**Exercise objective**
Copy the lines starting at the one that contains "Instruction set for this micro-task: find silver" and ending at the one that contains "[247,264,371,398]", swapping "suv" for "minivan" wherever it appears. Leave everything else unchanged.

**Rows from a box labeling dataset**
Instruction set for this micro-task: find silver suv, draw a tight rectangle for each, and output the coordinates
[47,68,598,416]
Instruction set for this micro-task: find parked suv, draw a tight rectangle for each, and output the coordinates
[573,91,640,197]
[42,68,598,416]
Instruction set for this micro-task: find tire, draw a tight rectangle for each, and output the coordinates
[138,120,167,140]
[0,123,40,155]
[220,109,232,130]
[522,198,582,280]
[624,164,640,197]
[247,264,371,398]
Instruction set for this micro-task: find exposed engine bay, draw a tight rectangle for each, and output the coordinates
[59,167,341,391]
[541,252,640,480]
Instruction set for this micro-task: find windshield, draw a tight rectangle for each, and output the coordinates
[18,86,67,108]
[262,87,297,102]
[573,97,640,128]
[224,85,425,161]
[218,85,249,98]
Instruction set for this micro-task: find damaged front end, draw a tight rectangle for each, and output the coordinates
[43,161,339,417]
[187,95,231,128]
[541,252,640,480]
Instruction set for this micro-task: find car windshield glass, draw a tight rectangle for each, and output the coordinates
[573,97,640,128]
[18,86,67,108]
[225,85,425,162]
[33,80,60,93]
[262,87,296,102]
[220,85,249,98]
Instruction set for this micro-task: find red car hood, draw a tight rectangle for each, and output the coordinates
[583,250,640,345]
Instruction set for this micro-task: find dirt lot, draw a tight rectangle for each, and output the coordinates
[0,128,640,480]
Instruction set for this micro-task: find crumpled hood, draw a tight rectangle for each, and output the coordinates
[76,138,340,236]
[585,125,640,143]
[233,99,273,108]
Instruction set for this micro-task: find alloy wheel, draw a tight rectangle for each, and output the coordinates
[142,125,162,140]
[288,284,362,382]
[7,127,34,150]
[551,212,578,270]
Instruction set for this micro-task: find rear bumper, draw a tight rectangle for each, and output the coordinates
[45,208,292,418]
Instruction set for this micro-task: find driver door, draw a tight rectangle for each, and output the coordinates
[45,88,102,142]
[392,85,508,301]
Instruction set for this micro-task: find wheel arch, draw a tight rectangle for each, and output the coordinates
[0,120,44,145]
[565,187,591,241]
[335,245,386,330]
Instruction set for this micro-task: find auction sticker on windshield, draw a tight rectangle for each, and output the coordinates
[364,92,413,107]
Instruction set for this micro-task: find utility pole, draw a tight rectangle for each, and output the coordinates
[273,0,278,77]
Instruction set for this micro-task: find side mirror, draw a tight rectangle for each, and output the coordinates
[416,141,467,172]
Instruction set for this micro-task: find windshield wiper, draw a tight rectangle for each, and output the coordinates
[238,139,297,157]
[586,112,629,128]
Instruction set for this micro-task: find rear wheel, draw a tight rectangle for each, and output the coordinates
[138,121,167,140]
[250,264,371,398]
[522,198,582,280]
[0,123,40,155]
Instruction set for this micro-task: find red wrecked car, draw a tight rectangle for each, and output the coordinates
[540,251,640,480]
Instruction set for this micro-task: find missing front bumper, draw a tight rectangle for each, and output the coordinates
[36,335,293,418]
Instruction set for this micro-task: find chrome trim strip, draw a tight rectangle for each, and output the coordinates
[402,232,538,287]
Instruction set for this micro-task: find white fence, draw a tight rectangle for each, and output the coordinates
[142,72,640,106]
* * *
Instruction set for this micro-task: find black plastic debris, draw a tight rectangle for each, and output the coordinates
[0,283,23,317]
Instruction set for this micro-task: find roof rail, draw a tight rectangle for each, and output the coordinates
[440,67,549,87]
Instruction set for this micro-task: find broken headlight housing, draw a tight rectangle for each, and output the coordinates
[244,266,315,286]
...
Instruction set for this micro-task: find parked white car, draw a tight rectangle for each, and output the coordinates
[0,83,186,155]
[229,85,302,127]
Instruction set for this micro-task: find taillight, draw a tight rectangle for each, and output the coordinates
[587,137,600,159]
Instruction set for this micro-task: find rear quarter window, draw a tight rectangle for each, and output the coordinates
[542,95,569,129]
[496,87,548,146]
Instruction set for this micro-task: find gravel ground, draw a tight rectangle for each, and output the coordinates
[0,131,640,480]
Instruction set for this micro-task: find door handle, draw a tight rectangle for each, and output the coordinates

**Full solution**
Instruction set for this micro-task: find silver minivan, draw a tight rectangle for each, and output the coordinates
[47,68,598,416]
Instruction set for this micro-task: find parked minivan, draw a tight rectangle for each, and output the coordinates
[573,91,640,197]
[42,68,598,416]
Instruction set for this micro-task: find tire, draw a tight rectangle for each, and output the coordinates
[138,120,167,140]
[0,123,40,155]
[220,109,232,130]
[522,198,582,280]
[624,164,640,197]
[247,264,371,398]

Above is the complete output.